**** Rohdaten

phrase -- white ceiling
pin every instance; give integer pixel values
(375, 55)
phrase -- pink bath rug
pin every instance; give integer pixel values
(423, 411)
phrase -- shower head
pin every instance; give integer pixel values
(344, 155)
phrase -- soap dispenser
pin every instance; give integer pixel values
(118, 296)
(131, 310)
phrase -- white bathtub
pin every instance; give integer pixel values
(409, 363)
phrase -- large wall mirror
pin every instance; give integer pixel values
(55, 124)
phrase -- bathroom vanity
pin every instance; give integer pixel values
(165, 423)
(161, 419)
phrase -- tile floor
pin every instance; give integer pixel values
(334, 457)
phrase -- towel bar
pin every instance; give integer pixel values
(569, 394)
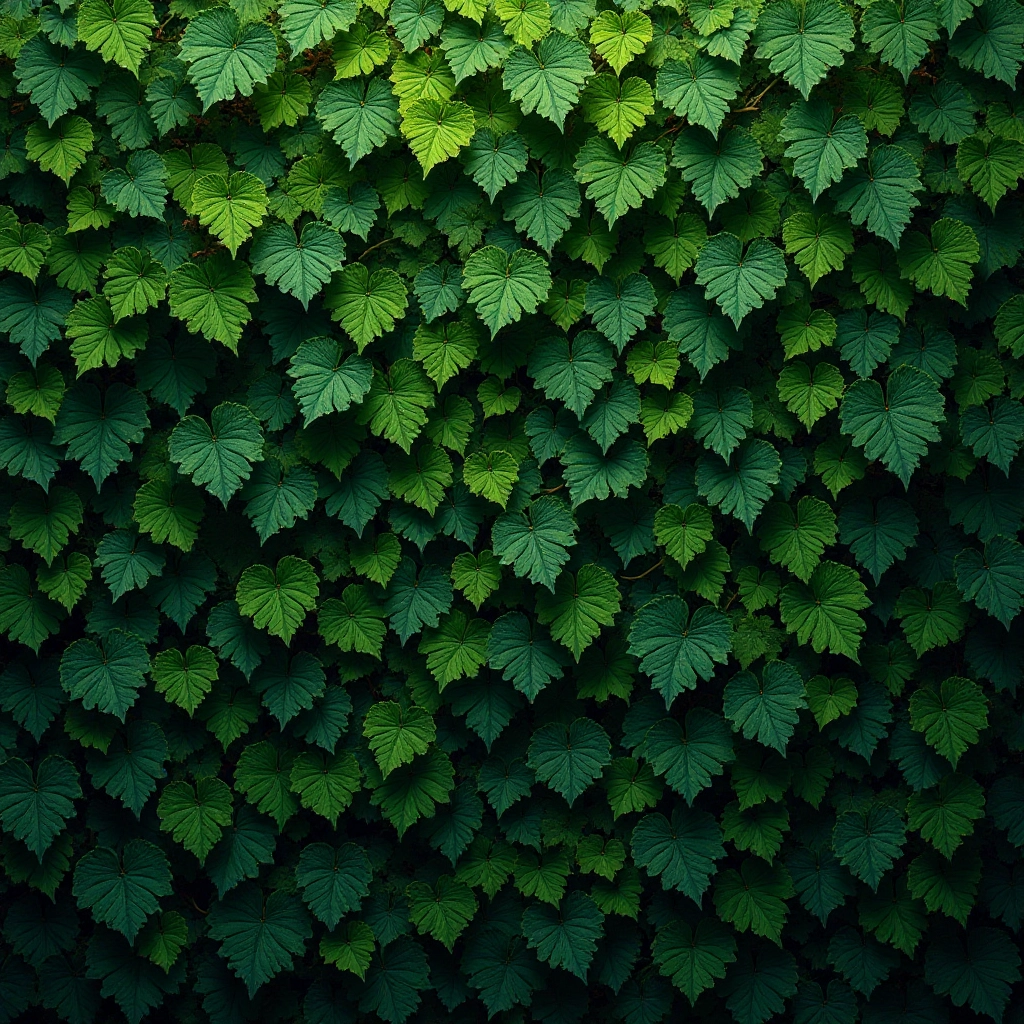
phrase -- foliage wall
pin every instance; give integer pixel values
(511, 511)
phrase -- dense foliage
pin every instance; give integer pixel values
(511, 510)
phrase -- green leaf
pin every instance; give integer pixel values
(741, 485)
(615, 181)
(569, 758)
(457, 648)
(944, 815)
(993, 579)
(396, 735)
(326, 784)
(196, 816)
(306, 23)
(717, 169)
(360, 116)
(895, 426)
(582, 604)
(105, 675)
(942, 263)
(543, 207)
(333, 879)
(395, 404)
(548, 81)
(617, 38)
(437, 129)
(118, 30)
(35, 806)
(754, 898)
(258, 934)
(990, 166)
(123, 889)
(990, 41)
(503, 286)
(218, 455)
(681, 850)
(566, 935)
(617, 109)
(212, 297)
(366, 304)
(824, 609)
(677, 648)
(739, 281)
(931, 620)
(225, 56)
(868, 842)
(693, 957)
(821, 145)
(766, 709)
(278, 600)
(442, 910)
(901, 32)
(880, 194)
(186, 678)
(797, 541)
(699, 90)
(950, 717)
(803, 39)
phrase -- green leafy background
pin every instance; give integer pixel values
(512, 511)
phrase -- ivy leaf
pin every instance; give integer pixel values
(333, 879)
(35, 806)
(218, 455)
(566, 935)
(123, 889)
(901, 32)
(699, 90)
(306, 23)
(895, 426)
(821, 145)
(359, 115)
(118, 30)
(767, 708)
(739, 280)
(279, 599)
(196, 816)
(824, 609)
(569, 758)
(617, 38)
(212, 297)
(677, 648)
(868, 842)
(950, 717)
(993, 580)
(717, 168)
(550, 80)
(941, 263)
(619, 182)
(258, 934)
(504, 286)
(681, 850)
(225, 56)
(107, 675)
(442, 910)
(693, 957)
(367, 304)
(880, 193)
(543, 206)
(741, 485)
(437, 129)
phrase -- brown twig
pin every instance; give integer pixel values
(656, 564)
(755, 103)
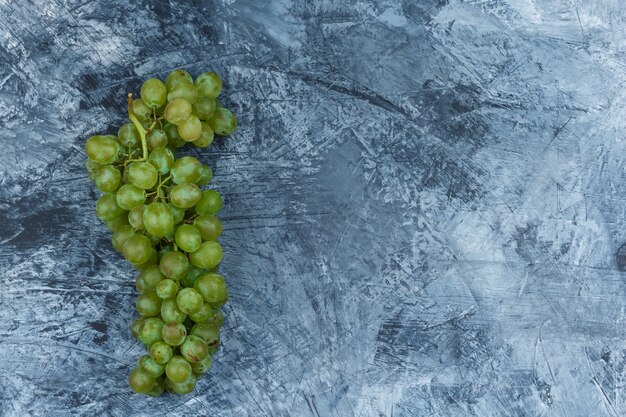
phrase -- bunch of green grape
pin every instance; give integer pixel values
(165, 225)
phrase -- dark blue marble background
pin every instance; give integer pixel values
(424, 205)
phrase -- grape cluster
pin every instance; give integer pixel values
(165, 225)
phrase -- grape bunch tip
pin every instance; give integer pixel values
(166, 226)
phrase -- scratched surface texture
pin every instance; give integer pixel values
(424, 206)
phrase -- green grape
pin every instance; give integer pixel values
(189, 300)
(174, 265)
(167, 289)
(223, 122)
(162, 159)
(203, 366)
(151, 331)
(206, 177)
(108, 179)
(129, 135)
(170, 311)
(185, 195)
(209, 84)
(155, 139)
(102, 149)
(194, 349)
(204, 107)
(202, 315)
(158, 219)
(150, 366)
(208, 256)
(107, 207)
(186, 169)
(185, 91)
(173, 138)
(137, 249)
(177, 76)
(140, 381)
(190, 129)
(161, 352)
(206, 137)
(209, 226)
(135, 217)
(188, 238)
(173, 333)
(148, 304)
(136, 326)
(153, 92)
(212, 288)
(192, 275)
(141, 111)
(142, 175)
(185, 387)
(129, 196)
(177, 111)
(120, 236)
(210, 203)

********

**Aufgabe**
Zitiere alle Zeilen oben Wort für Wort, aber lass die Bilder in deiner Antwort weg.

**Erwartete Antwort**
phrase -- white ceiling
pin every instance; give integer pixel values
(375, 55)
phrase -- pink bath rug
pin every instance; give integer pixel values
(423, 411)
phrase -- shower head
pin every instance; give integer pixel values
(344, 155)
phrase -- soap dispenser
pin every instance; give integer pixel values
(118, 296)
(131, 310)
phrase -- white bathtub
pin every instance; give integer pixel values
(409, 363)
phrase -- large wall mirror
pin every instance; give integer pixel values
(55, 124)
phrase -- bathroom vanity
pin every instance; give integer pixel values
(165, 423)
(161, 419)
phrase -- tile floor
pin every instance; give integer pixel values
(334, 457)
phrase -- towel bar
pin every instance; give integer pixel values
(569, 394)
phrase -- foliage wall
pin every instance; give integer pixel values
(511, 511)
phrase -- dense foliage
pin every instance; give integer pixel values
(511, 510)
phrase -- green leaf
pin every instance; give integer pixel values
(741, 485)
(615, 181)
(569, 758)
(457, 648)
(944, 815)
(993, 579)
(396, 735)
(326, 784)
(196, 816)
(306, 23)
(717, 169)
(360, 116)
(895, 426)
(582, 604)
(105, 675)
(942, 263)
(543, 207)
(333, 879)
(395, 404)
(548, 81)
(617, 38)
(437, 129)
(118, 30)
(35, 806)
(754, 898)
(258, 934)
(990, 166)
(123, 889)
(990, 41)
(503, 286)
(218, 455)
(681, 850)
(566, 935)
(617, 109)
(212, 297)
(366, 304)
(824, 609)
(677, 648)
(739, 281)
(931, 620)
(225, 56)
(868, 842)
(693, 957)
(821, 145)
(766, 709)
(278, 600)
(442, 910)
(901, 32)
(880, 194)
(186, 678)
(797, 541)
(699, 90)
(950, 717)
(803, 39)
phrase -- green leafy background
pin every instance; give integer pixel values
(512, 511)
phrase -- ivy leaf
pin every instance; give integer pixel values
(333, 879)
(35, 806)
(218, 455)
(566, 935)
(123, 889)
(901, 32)
(699, 90)
(306, 23)
(895, 426)
(821, 145)
(359, 115)
(118, 30)
(767, 708)
(739, 280)
(279, 599)
(196, 816)
(824, 609)
(569, 758)
(617, 38)
(212, 297)
(677, 648)
(868, 842)
(950, 717)
(993, 580)
(717, 168)
(550, 80)
(941, 263)
(619, 182)
(258, 934)
(504, 286)
(681, 850)
(225, 56)
(107, 675)
(442, 910)
(693, 957)
(367, 304)
(880, 193)
(543, 206)
(741, 485)
(437, 129)
phrase -- brown twig
pin every instance; give integer pixel values
(656, 564)
(755, 103)
phrase -- bunch of green grape
pin every instance; give integer pixel values
(165, 225)
phrase -- dark blue marble background
pin every instance; give integer pixel values
(424, 205)
phrase -- grape cluster
pin every instance; give integer pixel values
(165, 225)
phrase -- grape bunch tip
pin every instance; give integer pixel values
(166, 226)
phrase -- scratched surface texture
pin every instance; give integer pixel values
(424, 206)
phrase -- green grape
pin every instance; give integer pixel values
(189, 300)
(174, 265)
(167, 289)
(223, 122)
(162, 159)
(203, 366)
(151, 331)
(206, 177)
(108, 179)
(129, 135)
(170, 311)
(185, 195)
(209, 84)
(155, 139)
(102, 149)
(194, 349)
(204, 107)
(202, 315)
(158, 219)
(150, 366)
(208, 256)
(107, 207)
(186, 169)
(185, 91)
(173, 138)
(137, 249)
(177, 76)
(140, 381)
(190, 129)
(161, 352)
(206, 137)
(209, 226)
(135, 217)
(188, 238)
(173, 333)
(148, 304)
(136, 326)
(153, 92)
(212, 288)
(192, 275)
(141, 111)
(142, 175)
(185, 387)
(129, 196)
(177, 111)
(120, 236)
(210, 203)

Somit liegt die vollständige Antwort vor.